• Given task A:
Rewrite the entries that follow the DPFTRI documentation, replacing "instance" with "occurrence" and leaving everything else unchanged.

• Passage given:
○ ○ ○

Functions/Subroutines


subroutine dpftri (TRANSR, UPLO, N, A, INFO)
DPFTRI

Function/Subroutine Documentation

subroutine dpftri (character TRANSR, character UPLO, integer N, double precision, dimension( 0: * ) A, integer INFO)

DPFTRI

Purpose:


DPFTRI computes the inverse of a (real) symmetric positive definite
matrix A using the Cholesky factorization A = U**T*U or A = L*L**T
computed by DPFTRF.

Parameters:

TRANSR


TRANSR is CHARACTER*1
= 'N': The Normal TRANSR of RFP A is stored;
= 'T': The Transpose TRANSR of RFP A is stored.

UPLO


UPLO is CHARACTER*1
= 'U': Upper triangle of A is stored;
= 'L': Lower triangle of A is stored.

N


N is INTEGER
The order of the matrix A. N >= 0.

○ ○ ○

• Given task B:
Write out the part of the DPFTRI documentation above that opens with the words containing "subroutine dpftri (TRANSR, UPLO, N, A, INFO)" and closes with "A, integer INFO)", copying it exactly.

• Records shown:
○ ○ ○

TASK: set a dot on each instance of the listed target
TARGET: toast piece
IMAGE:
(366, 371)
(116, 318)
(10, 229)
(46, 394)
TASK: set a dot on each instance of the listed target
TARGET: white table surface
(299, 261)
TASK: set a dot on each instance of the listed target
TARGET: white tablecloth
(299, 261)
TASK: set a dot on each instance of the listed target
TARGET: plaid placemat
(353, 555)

○ ○ ○

• Written response A:
TASK: set a dot on each occurrence of the listed target
TARGET: toast piece
IMAGE:
(366, 371)
(116, 318)
(10, 229)
(46, 394)
TASK: set a dot on each occurrence of the listed target
TARGET: white table surface
(299, 261)
TASK: set a dot on each occurrence of the listed target
TARGET: white tablecloth
(299, 261)
TASK: set a dot on each occurrence of the listed target
TARGET: plaid placemat
(353, 555)

• Written response B:
subroutine dpftri (TRANSR, UPLO, N, A, INFO)
DPFTRI

Function/Subroutine Documentation

subroutine dpftri (character TRANSR, character UPLO, integer N, double precision, dimension( 0: * ) A, integer INFO)